= Materials provided =
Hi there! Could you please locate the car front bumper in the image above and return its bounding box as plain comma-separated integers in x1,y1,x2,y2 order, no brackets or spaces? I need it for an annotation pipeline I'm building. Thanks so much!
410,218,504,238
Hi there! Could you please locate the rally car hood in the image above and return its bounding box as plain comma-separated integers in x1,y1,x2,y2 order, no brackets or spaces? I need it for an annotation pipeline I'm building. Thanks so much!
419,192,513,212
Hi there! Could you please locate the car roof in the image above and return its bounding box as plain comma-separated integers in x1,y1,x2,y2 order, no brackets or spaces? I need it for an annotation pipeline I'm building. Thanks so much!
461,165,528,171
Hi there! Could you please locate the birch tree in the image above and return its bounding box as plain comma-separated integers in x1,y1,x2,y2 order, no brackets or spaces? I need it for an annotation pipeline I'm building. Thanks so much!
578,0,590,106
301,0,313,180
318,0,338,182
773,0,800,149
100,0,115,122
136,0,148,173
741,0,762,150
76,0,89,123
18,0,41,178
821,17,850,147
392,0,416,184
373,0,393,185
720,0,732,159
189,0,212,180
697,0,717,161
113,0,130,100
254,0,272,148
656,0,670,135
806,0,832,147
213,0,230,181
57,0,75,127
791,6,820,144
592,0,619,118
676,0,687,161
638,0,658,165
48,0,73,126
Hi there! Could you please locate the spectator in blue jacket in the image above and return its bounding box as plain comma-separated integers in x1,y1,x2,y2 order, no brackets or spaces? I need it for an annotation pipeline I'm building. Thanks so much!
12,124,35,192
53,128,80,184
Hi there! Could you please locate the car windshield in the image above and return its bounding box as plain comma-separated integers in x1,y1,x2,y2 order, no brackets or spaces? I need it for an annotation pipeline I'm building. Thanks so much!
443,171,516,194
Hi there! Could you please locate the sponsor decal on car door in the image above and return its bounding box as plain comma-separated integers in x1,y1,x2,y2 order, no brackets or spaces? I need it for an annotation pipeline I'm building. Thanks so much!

= Exercise goal =
Copy each of these lines word for word.

= Written solution =
Hi there! Could you please locate the car front bumper in the image above and return its bounding box as plain comma-separated integers in x1,y1,x2,y2 order, no brackets or spaces? I need it for an annotation pipeline I'm building. Thanks so much!
410,218,504,238
Hi there! Could you please locate the rally car hood in the image above and return its bounding box as plain comma-separated integers in x1,y1,x2,y2 order, no brackets or spaces? I need it for an annotation pipeline I'm building. Thanks so much!
419,192,513,212
Hi there! Could you please locate the car roof in the image above and return its bounding box as plain comma-separated integers in x1,y1,x2,y2 order, no brackets or spaces? I need it for an annotation pipeline I'm building. Thanks so much!
461,165,528,171
Hi there! Could you please locate the birch tree in the image above and return its bounding box as plain comma-separated integers in x1,y1,x2,y2 order, no brackets or spaces? I need it for an annotation pipeline I'm building. Thanks so much!
578,0,590,106
301,0,313,180
318,0,338,182
773,0,800,149
100,0,115,122
136,0,148,173
741,0,762,150
76,0,89,123
18,0,41,178
821,17,850,147
392,0,416,184
373,0,393,185
720,0,732,159
189,0,212,180
697,0,717,161
113,0,130,100
254,0,272,148
656,0,670,135
806,0,832,147
213,0,230,181
57,0,75,127
791,6,820,144
592,0,619,118
676,0,687,161
638,0,658,165
48,0,73,126
Hi there! Could you please locate the spectator in blue jacket in the image above and return its bounding box as plain comma-separated integers in x1,y1,x2,y2 order, no brackets or spaces? I need it for an annotation pipeline I'm building. Thanks so much!
12,124,35,192
53,128,80,184
Hi there! Could you please locate the car windshield in the image above and return its bounding box as plain comma-separated integers in x1,y1,x2,y2 order, no brackets or spaces? I need it for an annotation pipeline I'm building. Thanks so much!
443,171,516,194
Hi there! Could you please locate the sponsor decal on car door in the image above and return its bounding box as plain comma-separated integers in x1,y1,x2,y2 order, no brackets or spaces? I need it for an annotation pipeline I'm building. Thanks so much!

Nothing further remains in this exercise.